#### [Task goal]
Where the word "paper" occurs in a line of the data, return the whole line.
--- START ---
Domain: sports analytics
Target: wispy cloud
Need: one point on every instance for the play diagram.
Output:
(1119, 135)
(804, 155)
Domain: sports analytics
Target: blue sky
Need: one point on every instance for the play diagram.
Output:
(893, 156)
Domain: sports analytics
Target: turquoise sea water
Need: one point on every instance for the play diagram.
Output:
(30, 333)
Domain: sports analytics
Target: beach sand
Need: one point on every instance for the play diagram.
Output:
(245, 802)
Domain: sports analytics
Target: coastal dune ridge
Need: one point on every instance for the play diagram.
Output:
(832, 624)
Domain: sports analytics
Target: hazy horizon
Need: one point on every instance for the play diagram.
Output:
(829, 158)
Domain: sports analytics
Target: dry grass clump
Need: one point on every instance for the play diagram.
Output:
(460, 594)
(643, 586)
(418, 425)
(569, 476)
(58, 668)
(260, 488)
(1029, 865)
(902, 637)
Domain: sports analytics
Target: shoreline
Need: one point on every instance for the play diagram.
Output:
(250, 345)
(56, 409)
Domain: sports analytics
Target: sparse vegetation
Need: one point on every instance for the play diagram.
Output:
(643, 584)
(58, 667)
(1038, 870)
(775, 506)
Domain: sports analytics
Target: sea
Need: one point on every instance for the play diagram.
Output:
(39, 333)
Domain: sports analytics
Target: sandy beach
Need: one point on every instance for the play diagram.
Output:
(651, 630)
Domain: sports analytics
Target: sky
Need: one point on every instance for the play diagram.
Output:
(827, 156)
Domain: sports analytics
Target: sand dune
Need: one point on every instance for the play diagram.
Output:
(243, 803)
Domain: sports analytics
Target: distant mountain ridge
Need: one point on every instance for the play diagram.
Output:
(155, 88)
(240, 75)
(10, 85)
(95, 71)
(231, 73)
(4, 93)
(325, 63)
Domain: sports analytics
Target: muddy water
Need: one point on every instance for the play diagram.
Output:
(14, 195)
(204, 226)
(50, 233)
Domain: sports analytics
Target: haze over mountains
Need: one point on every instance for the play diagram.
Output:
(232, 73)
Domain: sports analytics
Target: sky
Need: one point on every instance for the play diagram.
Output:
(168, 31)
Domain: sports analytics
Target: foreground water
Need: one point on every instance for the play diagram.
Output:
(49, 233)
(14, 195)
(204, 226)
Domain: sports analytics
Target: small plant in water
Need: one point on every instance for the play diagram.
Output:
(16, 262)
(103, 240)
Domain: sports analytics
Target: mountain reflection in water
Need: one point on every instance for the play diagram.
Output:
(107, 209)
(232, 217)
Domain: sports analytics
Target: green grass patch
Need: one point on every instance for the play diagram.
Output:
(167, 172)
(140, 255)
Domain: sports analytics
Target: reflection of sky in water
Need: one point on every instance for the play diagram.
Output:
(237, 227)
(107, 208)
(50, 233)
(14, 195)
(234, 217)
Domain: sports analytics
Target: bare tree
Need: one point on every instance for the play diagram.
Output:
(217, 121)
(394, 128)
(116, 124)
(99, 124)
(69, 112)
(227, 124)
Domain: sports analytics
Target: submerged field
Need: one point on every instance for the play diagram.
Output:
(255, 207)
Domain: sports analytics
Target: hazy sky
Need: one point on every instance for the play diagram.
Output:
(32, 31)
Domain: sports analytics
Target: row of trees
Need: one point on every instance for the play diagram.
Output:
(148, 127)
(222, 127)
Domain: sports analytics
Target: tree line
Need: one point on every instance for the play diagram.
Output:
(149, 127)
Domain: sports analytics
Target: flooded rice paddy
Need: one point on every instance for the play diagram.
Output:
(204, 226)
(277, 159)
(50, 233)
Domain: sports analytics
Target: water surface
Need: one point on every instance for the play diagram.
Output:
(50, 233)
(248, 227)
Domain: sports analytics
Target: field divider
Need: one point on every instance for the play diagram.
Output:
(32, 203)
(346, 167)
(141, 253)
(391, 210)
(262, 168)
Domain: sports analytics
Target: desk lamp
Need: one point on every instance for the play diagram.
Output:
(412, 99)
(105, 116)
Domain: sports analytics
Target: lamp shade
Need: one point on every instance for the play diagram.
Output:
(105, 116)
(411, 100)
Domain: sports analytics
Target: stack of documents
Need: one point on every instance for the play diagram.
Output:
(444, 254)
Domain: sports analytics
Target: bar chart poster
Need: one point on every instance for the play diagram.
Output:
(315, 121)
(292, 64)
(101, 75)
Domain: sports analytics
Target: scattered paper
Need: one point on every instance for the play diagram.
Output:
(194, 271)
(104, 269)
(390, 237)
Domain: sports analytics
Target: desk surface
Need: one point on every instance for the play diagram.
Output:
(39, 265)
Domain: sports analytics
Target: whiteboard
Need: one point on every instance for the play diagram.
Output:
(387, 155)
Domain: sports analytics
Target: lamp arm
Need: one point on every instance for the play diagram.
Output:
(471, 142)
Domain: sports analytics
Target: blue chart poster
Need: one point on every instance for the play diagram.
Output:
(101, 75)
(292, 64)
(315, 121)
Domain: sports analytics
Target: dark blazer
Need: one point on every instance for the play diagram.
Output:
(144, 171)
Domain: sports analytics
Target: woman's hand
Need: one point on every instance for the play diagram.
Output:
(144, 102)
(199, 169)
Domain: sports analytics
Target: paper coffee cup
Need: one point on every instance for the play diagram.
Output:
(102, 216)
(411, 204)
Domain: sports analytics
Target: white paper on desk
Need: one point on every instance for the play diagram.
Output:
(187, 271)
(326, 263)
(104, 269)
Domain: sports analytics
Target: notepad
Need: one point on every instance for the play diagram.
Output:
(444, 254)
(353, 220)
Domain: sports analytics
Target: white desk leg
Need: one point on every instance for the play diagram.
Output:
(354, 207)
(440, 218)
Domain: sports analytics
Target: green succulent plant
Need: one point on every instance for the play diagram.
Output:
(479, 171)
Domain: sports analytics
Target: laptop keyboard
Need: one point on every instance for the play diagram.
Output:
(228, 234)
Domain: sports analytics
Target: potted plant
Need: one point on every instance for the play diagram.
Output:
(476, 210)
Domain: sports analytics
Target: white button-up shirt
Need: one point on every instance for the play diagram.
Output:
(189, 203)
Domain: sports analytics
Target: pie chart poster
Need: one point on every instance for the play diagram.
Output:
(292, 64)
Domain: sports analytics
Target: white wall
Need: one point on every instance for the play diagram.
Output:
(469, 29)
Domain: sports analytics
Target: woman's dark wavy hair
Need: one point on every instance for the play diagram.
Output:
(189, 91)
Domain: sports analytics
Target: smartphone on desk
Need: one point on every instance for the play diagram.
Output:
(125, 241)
--- END ---
#### [Exercise solution]
Target: scattered paper
Target: paper coffee cup
Target: white paper on desk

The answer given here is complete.